Start of Source material

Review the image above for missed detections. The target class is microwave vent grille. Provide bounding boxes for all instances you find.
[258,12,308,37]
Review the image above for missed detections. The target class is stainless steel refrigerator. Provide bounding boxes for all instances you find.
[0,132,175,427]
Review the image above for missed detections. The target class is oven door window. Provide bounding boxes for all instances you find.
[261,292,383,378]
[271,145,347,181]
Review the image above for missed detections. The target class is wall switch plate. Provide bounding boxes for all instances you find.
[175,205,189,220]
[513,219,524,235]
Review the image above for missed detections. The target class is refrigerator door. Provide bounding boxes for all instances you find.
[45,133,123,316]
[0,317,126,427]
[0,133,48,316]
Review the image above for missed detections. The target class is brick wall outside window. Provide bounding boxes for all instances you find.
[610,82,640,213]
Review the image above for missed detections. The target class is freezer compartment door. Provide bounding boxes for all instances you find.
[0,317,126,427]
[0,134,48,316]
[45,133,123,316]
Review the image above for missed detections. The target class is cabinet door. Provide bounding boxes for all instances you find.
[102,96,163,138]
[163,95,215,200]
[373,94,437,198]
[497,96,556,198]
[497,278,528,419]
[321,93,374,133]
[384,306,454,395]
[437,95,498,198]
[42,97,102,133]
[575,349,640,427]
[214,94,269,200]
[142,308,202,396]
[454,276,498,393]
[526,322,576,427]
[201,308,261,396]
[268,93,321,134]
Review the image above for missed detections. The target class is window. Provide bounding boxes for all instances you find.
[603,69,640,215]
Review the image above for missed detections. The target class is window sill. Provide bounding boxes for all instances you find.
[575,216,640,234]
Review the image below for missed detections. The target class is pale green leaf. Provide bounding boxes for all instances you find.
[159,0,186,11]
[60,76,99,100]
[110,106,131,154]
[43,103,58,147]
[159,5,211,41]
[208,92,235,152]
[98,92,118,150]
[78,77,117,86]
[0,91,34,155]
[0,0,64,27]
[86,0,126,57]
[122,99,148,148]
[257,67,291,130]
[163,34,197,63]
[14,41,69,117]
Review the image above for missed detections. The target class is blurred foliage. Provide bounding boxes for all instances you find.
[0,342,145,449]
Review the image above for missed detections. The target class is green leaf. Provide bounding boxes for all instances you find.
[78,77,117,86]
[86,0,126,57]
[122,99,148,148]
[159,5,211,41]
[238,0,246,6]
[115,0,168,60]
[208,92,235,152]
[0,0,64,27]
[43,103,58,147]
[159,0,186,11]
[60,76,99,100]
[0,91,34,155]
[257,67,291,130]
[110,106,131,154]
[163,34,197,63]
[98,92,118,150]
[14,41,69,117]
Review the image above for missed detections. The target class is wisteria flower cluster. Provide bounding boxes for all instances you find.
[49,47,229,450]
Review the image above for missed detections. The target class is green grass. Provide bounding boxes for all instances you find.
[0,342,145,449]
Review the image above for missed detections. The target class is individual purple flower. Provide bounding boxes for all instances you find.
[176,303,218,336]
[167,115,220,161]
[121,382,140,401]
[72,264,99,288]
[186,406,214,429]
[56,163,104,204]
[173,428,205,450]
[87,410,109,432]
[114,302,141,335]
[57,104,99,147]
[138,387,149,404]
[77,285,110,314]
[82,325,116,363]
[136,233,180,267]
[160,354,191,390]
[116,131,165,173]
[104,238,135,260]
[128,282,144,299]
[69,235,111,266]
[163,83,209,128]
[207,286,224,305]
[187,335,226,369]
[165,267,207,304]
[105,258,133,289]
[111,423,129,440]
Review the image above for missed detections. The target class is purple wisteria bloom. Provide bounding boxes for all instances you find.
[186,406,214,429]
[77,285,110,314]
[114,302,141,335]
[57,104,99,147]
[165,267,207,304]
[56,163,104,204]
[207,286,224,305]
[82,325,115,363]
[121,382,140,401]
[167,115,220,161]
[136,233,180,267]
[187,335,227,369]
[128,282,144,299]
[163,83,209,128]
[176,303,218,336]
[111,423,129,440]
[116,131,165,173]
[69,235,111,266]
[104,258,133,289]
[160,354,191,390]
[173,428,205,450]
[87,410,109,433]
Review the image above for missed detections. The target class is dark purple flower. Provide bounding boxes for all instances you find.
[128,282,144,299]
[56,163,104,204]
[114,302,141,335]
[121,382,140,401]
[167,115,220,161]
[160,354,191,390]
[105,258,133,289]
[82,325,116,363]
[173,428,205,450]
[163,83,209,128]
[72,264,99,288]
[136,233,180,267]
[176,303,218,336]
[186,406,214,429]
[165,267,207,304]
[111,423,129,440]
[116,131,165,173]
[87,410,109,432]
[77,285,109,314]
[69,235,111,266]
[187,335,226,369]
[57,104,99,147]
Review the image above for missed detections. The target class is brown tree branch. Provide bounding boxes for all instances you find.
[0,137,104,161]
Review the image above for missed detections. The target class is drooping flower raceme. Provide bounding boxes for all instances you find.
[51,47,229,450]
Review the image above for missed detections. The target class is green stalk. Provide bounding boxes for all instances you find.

End of Source material

**Problem description:** Please retype the data, matching it exactly.

**Your response:**
Review the image above for missed detections. The target class is microwave vent grille. Provide bounding boxes for all instances you find.
[258,12,308,37]
Review the image above for missed detections. The target class is stainless steel refrigerator. Provide bounding boxes for all instances you find.
[0,132,175,427]
Review the image above for missed detections. The target class is oven door window. Provide bounding boxes for all instances you find.
[261,292,383,378]
[271,145,347,181]
Review the image above for missed detections. The target class is wall switch plate. Provide bounding boxes for all instances you find.
[175,205,189,220]
[513,219,524,235]
Review the image above for missed detections. The target class is refrigerator door. Provide bounding boxes for all instances you find.
[45,133,123,316]
[0,317,126,427]
[0,133,48,316]
Review the image above for missed detections. The target class is brick wall outside window. Provide bounding boxes for all instances you find.
[610,82,640,213]
Review the image above for missed detections. The target class is freezer compartment door. Provide bounding boxes for all instances you find.
[0,317,126,427]
[0,134,48,316]
[45,133,123,316]
Review the image above for missed detections. The target class is cabinet door. Provide bounding boxes for all instances you find.
[102,96,163,138]
[163,95,215,200]
[373,94,437,198]
[497,96,556,198]
[497,278,528,419]
[321,93,374,133]
[384,306,454,395]
[437,95,498,198]
[42,97,102,133]
[575,349,640,427]
[214,94,269,200]
[142,308,202,396]
[454,276,498,393]
[526,322,576,427]
[201,308,261,396]
[268,93,321,134]
Review the image above for missed detections. The target class is window. Provide bounding boxes for all instances you find.
[603,69,640,215]
Review the image above for missed detections. The target class is window sill. Provide bounding boxes for all instances you find.
[575,216,640,234]
Review the image below for missed detections. The target class is pale green leaf. Provide bounding boxes for all instances you find.
[159,0,186,11]
[60,76,99,100]
[110,106,131,154]
[43,103,58,147]
[159,5,211,41]
[208,92,235,152]
[98,92,118,150]
[78,77,117,86]
[0,91,34,155]
[0,0,64,27]
[86,0,126,57]
[122,99,148,148]
[257,67,291,130]
[163,34,197,63]
[14,41,69,117]
Review the image above for missed detections. The target class is blurred foliage. Provide bounding boxes for all instances you find.
[0,342,145,449]
Review the image above for missed detections. The target class is green leaf. Provide bounding boxes for all instances you find.
[78,77,117,86]
[86,0,126,57]
[122,99,148,148]
[159,5,211,41]
[238,0,246,6]
[115,0,168,60]
[208,92,235,152]
[0,0,64,27]
[43,103,58,147]
[159,0,186,11]
[60,76,99,100]
[0,91,34,155]
[257,67,291,130]
[110,106,131,154]
[163,34,197,63]
[98,92,118,150]
[14,41,69,117]
Review the image above for missed detections. The target class is wisteria flower cluster. Provide bounding boxes for all instances you find.
[49,47,229,450]
Review the image above for missed detections. The target class is green grass. Provide bounding boxes for all instances you find.
[0,342,145,449]
Review the image above for missed detections. The target class is individual purple flower. Provide bounding boxes for all instances you find.
[176,303,218,336]
[167,115,220,161]
[121,382,140,401]
[72,264,99,288]
[186,406,214,429]
[56,163,104,204]
[173,428,205,450]
[87,410,109,432]
[114,302,141,335]
[57,104,99,147]
[138,387,149,404]
[77,285,110,314]
[82,325,116,363]
[136,233,180,267]
[160,354,191,390]
[116,131,165,173]
[104,238,135,260]
[128,282,144,299]
[69,235,111,266]
[163,83,209,128]
[207,286,224,305]
[187,335,226,369]
[165,267,207,304]
[105,258,133,289]
[111,423,129,440]
Review the image above for missed detections. The target class is purple wisteria bloom. Provide bounding boxes for all instances you find.
[186,406,214,429]
[77,285,110,314]
[114,302,141,335]
[57,104,99,147]
[165,267,207,304]
[56,163,104,204]
[207,286,224,305]
[82,325,115,363]
[121,382,140,401]
[167,115,220,161]
[136,233,180,267]
[187,335,227,369]
[128,282,144,299]
[163,83,209,128]
[176,303,218,336]
[111,423,129,440]
[116,131,165,173]
[69,235,111,266]
[104,258,133,289]
[160,354,191,390]
[173,428,205,450]
[87,410,109,433]
Review the image above for missed detections. The target class is dark purple flower. Provide bounding boxes for all instances you find.
[128,282,144,299]
[56,163,104,204]
[114,302,141,335]
[121,382,140,401]
[167,115,220,161]
[160,354,191,390]
[105,258,133,289]
[82,325,116,363]
[173,428,205,450]
[163,83,209,128]
[72,264,99,288]
[136,233,180,267]
[176,303,218,336]
[186,406,214,429]
[165,267,207,304]
[111,423,129,440]
[116,131,165,173]
[87,410,109,432]
[77,285,109,314]
[69,235,111,266]
[187,335,226,369]
[57,104,99,147]
Review the image above for missed detections. The target class is brown tree branch. Provide bounding boxes for all instances you find.
[0,137,104,161]
Review the image above for missed detections. The target class is drooping flower raceme. Provide bounding boxes for all instances you find.
[51,47,229,450]
Review the image above for missed detections. The target class is green stalk. Provide bounding boxes for all instances you find.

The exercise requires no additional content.